**DOCUMENTO DI PARTENZA:**
○ ○ ○ ○
Meglio sarà se a far partire la piattaforma saranno le associazioni di volontariato e dai comitati civici locali: tutta gente che da sempre fa politica, ma non dentro i partiti e non per ottenerne vantaggi personali. Basta un incontro al bar tra i loro referenti appositamente delegati allo scopo dalle assemblee delle loro organizzazioni. Le associazioni e i comitati che si dichiareranno non interessati e di non essere inclusi nel progetto, vuol dire che hanno già fatto la loro scelta di “non cambiamento”. Il discorso vale anche su base individuale: chi partecipa rivendica il diritto di cambiare le cose, chi non partecipa a sua volta dichiara indirettamente che, per un motivo o per l’altro, quel cambiamento non gli appartiene e non gli interessa. Comunque si costringono le persone a fare delle scelte lasciando il minor spazio possibile all’indifferenza. Per coerenza interna la piattaforma dovrà rappresentare, da un lato la genesi e l’evoluzione attuale dei problemi da affrontare (non solo di chi li ha causati e come – a quello eventualmente ci deve pensare la Magistratura), mentre dall’altro dovrà occuparsi delle soluzioni. Queste verranno poi votate da tutti gli aderenti al progetto e quelle che otterranno il maggior consenso diventeranno il programma amministrativo delle liste che lo sosterranno.
○ ○ ○ ○
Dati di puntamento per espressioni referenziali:
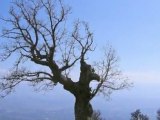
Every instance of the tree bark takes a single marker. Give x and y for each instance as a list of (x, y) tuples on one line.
[(83, 109)]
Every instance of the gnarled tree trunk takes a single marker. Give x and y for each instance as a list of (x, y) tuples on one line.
[(83, 109)]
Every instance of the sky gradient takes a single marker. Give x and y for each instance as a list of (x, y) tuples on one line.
[(133, 29)]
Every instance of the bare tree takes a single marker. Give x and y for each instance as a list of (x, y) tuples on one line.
[(97, 115), (137, 115), (36, 32)]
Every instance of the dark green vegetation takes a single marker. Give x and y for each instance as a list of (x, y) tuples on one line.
[(37, 34)]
○ ○ ○ ○
**ESERCIZI DA SVOLGERE:**
- a) Rispondi in breve, basandoti sul testo sulla piattaforma civica:
(i) Chi dovrebbe preferibilmente far partire la piattaforma?
(ii) In quale luogo basta che si incontrino i referenti delegati?
(iii) Da chi verranno votate le soluzioni?
- b) Scrivi il seguito del testo sulla piattaforma civica, riprendendo subito dopo la sua ultima frase.
L'elenco non ha alcun legame con il testo sulla piattaforma civica.

**SOLUZIONI DELL'ESERCIZIO:**
- a)
(i) Le associazioni di volontariato e i comitati civici locali.
(ii) Al bar.
(iii) Da tutti gli aderenti al progetto.

- b)
Le iniziative di socializzazione saranno l’altra colonna portante del progetto (ricordarsi che costruire è più importante che abbattere): per iniziative di socializzazione non si intendono solo cene, feste e occasioni di intrattenimento leggero, ma soprattutto laboratori politico-tematici e pratiche creative per soluzioni dirette: piantare alberi e ripristinare aree verdi in luoghi abbandonati della città, giornate di inserimento e condivisione culturale nelle periferie (le più soggette alla non partecipazione al voto), incontri su come e su cosa spendere con i fondi che saranno stanziati con il bilancio partecipativo, individuare le priorità nelle manutenzioni non strettamente connesse all’ordinaria attività degli uffici (ad esempio la ristrutturazione di un edificio identitario per la comunità) e altre cose del genere. In ultimo, ma in ordine di importanza sarebbe il caso di effettuarla contestualmente alla definizione della piattaforma, c’è la candidatura alla carica di primo cittadino. La procedura più promettente è sicuramente quella seguita a Barcellona nel 2014 con la scelta di Ada Colau a rappresentare l’intero progetto di “Barcelona en Comù, attraverso una “candidatura di convergenza”: anche in questo caso, l’esatto contrario delle candidature di divergenza proposte da partiti che ormai non rappresentano più nessuno. Quelli ai quali sta bene che ad occuparsi di politica siano al massimo il 2-5% degli elettori.